== What is asked ==
Print out the material that follows word for word.

== Material ==
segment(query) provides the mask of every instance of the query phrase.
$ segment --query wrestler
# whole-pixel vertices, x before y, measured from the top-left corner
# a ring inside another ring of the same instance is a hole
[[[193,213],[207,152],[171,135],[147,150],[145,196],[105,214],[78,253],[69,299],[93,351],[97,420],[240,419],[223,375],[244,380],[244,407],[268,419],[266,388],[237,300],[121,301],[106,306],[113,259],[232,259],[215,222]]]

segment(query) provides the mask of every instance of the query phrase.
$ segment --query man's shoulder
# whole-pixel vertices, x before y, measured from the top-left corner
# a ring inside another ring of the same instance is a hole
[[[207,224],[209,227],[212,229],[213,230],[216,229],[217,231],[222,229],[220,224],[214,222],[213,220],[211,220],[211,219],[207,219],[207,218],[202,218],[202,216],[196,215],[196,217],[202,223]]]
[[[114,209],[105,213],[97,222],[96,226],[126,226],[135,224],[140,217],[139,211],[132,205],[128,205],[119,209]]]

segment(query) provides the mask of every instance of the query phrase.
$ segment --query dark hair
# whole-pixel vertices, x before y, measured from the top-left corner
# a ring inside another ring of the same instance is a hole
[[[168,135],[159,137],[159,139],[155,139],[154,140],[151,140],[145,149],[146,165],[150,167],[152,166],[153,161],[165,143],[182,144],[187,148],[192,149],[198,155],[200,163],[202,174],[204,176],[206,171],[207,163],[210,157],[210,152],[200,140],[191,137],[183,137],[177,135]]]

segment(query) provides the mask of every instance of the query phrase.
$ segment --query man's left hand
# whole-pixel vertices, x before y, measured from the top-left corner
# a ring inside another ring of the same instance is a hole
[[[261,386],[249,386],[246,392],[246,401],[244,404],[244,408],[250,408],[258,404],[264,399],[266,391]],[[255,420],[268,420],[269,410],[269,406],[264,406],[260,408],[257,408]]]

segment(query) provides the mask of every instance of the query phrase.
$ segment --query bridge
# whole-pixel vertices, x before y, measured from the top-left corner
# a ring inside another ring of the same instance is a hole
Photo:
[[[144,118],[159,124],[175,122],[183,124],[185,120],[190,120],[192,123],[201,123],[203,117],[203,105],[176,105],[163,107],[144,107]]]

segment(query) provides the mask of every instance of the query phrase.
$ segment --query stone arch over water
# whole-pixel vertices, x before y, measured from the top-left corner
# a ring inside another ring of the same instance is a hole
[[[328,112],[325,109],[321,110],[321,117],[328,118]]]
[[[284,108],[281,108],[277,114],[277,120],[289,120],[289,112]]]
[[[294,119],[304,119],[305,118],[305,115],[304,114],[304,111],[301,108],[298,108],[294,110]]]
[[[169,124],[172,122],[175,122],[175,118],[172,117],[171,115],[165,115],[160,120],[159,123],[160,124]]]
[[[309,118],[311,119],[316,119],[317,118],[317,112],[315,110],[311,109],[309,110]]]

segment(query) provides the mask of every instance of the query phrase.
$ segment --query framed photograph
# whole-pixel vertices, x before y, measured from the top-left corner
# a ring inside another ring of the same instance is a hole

== Answer to this exercise ==
segment(query) provides the mask of every instance of the query phrase.
$ segment --query wrestler
# whole-pixel vertices, x before y, measured from the top-left corner
# a ring inside another ring of the same instance is a hole
[[[193,213],[207,152],[171,135],[147,150],[145,196],[105,214],[78,253],[69,299],[93,351],[97,420],[240,419],[223,375],[244,380],[244,407],[268,419],[266,388],[237,300],[121,301],[106,306],[113,259],[232,259],[215,222]]]

segment(query) provides the mask of every instance of the query phrase.
$ segment --query man's shoulder
# whole-pixel vertices, x before y, measured from the top-left corner
# a ring inside another ring of the same instance is a hole
[[[207,224],[209,227],[212,229],[213,230],[216,229],[217,231],[222,229],[220,224],[214,222],[213,220],[211,220],[211,219],[207,219],[207,218],[202,218],[202,216],[196,215],[196,217],[202,223]]]
[[[114,209],[105,213],[97,222],[96,226],[126,226],[135,224],[140,217],[139,211],[132,205],[128,205],[119,209]]]

segment(query) provides the mask of every instance of the query phrase.
$ segment --query dark hair
# whole-pixel vertices, x before y, measured from the top-left corner
# a ring inside another ring of the same instance is a hole
[[[168,135],[159,137],[159,139],[155,139],[154,140],[151,140],[145,149],[146,165],[150,167],[152,166],[153,161],[165,143],[182,144],[187,148],[192,149],[198,155],[200,163],[202,174],[204,176],[206,171],[207,163],[210,157],[210,152],[200,140],[191,137],[183,137],[177,135]]]

segment(query) provides the mask of every instance of the query phrase.
$ segment --query man's left hand
# whole-pixel vertices, x before y, measured from the top-left corner
# a ring inside another ring of the same instance is a hole
[[[261,386],[249,386],[246,392],[246,401],[244,404],[244,408],[250,408],[258,404],[264,399],[266,391]],[[255,420],[268,420],[269,410],[269,406],[264,406],[260,408],[257,408]]]

segment(query) provides the mask of every instance of the query phrase.
$ segment --query bridge
# whole-pixel vertices, x before y, measured from the top-left corner
# a ring inside another ring of the same instance is a hole
Photo:
[[[144,118],[159,124],[175,122],[183,124],[185,120],[190,120],[192,123],[201,123],[203,117],[203,105],[176,105],[163,107],[144,107]]]

segment(query) provides the mask of every instance of the query phrase.
$ segment --query stone arch over water
# whole-pixel vertices, x before y, measured from the top-left corner
# a ring inside another ring of the same instance is a hole
[[[328,112],[325,109],[321,110],[321,117],[328,118]]]
[[[284,108],[281,108],[277,114],[277,120],[289,120],[289,112]]]
[[[294,119],[304,119],[305,118],[305,115],[304,114],[304,111],[301,108],[298,108],[294,110]]]
[[[169,124],[172,122],[175,122],[175,118],[172,117],[171,115],[165,115],[160,120],[159,123],[160,124]]]
[[[309,118],[311,119],[316,119],[317,118],[317,112],[315,110],[311,109],[309,110]]]

segment(query) provides the mask of every instance of the query phrase.
$ segment --query framed photograph
# whole-pixel vertices, x before y, measured from the top-left corner
# a ring inside another ring of the same instance is a hole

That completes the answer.